• _TRECHO DO DOCUMENTO_
Universidade de (a)conhecimentos
Fazendo uma breve abordagem histórica da universidade, Clark Kerr afirmava que em 1520 mais de 85 das instituições que existiam na época, pelo menos 70 eram universidades. Com isso, as universidades se tornaram uma instituição de grande importância e têm-se observado os inúmeros conceitos e funções que se tem dado à mesma. Karl Jasper afirmava: “é o lugar por concessão do Estado e da sociedade uma determinada época pode cultivar a mais lúcida consciência de si própria”. Ou seja, tinha como função investir ideias; ser disponível para a educação do homem no seu todo, pois é um centro de cultura; o ensino das aptidões profissionais deve ser orientado para a formação integral. Oterga y Gasset não ia muito além: transmissão de cultura; ensino das profissões; investigação cientifica e educação dos novos homens da ciência. Então, ocorre para a universidade uma multiplicidade de funções, diferenciadas pelo conhecimento de cada individuo, e a distinção entre as funções manifestas e funções latentes úteis para analisar relações intersistemáticas entre o sistema universitário e o sistema de ensino superior, ou entre este e o sistema educativo, ou ainda entre e o sistema social global.
Há alguns que ainda tentam estabelecer uma estrutura organização mais desenvolvida e diversificada a fim de ampliar os pontos de saída para as universidades que a mantêm estabilizadas como devem. Assim, discorre-se sobre a alta cultura, que é uma cultura-sujeito, e a cultura popular, que é uma cultura-objeto, objeto das ciências, da etnologia, do folclore, da antropologia cultural, ligeiramente transformadas em ciências universitárias. A tentativa do tratamento “democrático” das universidades causou uma explosão universitária, a alteração significativa da composição de classe do corpo estudantil, que se transformou numa classe pouco valorizada, por parte, e a ampliação dos quadros de docentes e investigadores possibilitaram a massificação das universidades e com ela, a vertigem da distribuição em massa da alta cultura universitária.

[Entradas de anotação de coordenadas]
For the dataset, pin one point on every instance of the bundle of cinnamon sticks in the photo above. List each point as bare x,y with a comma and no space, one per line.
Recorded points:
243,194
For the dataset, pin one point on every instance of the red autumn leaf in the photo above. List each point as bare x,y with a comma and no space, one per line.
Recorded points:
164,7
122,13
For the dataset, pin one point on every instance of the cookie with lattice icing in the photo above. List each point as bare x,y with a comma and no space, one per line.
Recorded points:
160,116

--

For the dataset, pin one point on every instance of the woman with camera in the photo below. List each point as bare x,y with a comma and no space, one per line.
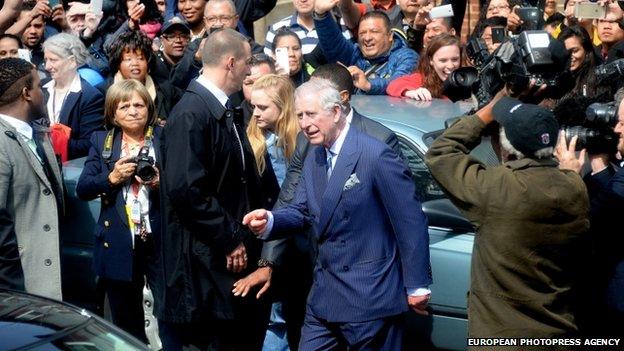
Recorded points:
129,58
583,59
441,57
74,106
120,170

* * *

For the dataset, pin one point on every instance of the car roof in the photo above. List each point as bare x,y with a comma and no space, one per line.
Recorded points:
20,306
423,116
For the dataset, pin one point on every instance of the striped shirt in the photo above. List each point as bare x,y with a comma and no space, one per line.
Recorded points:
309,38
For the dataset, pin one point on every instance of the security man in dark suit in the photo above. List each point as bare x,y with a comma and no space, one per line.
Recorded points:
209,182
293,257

• _EXERCÍCIO BREVE_
Dê sequência ao texto sobre a universidade, começando logo depois da última frase apresentada.

• _RESPOSTA AO EXERCÍCIO_
Outro tópico importante, que é a relação educação-trabalho, pondera sobre a dicotomia da relação entre educação e trabalho. É comprometimento de as universidades realizarem um trabalho intelectual qualificado, produto de uma formação profissional contemplada e implicando no oferecimento de uma correspondência estável ao mercado de trabalho, para fundir-se num processo produtivo ao qual o universitário se adapte. Apesar disso, é evidente que hoje as universidades não conseguem conter o controle da educação profissional, já que ocorreu uma massificação da quantidade dessas instituições que não produzem um trabalho rígido e que ofereça perfis profissionais qualificados. É de praxe toda universidade indicar que está de acordo com as normas exigidas através de dados. Entretanto, é notório que na prática esses dados são enganosos no que diz respeito ao desenvolvimento tecnológico, à transformação da ciência, enfoca produção, e das competitividades internacionais das economias, tópicos que não estão sendo realizados de acordo com base cientificamente fundados e sérios.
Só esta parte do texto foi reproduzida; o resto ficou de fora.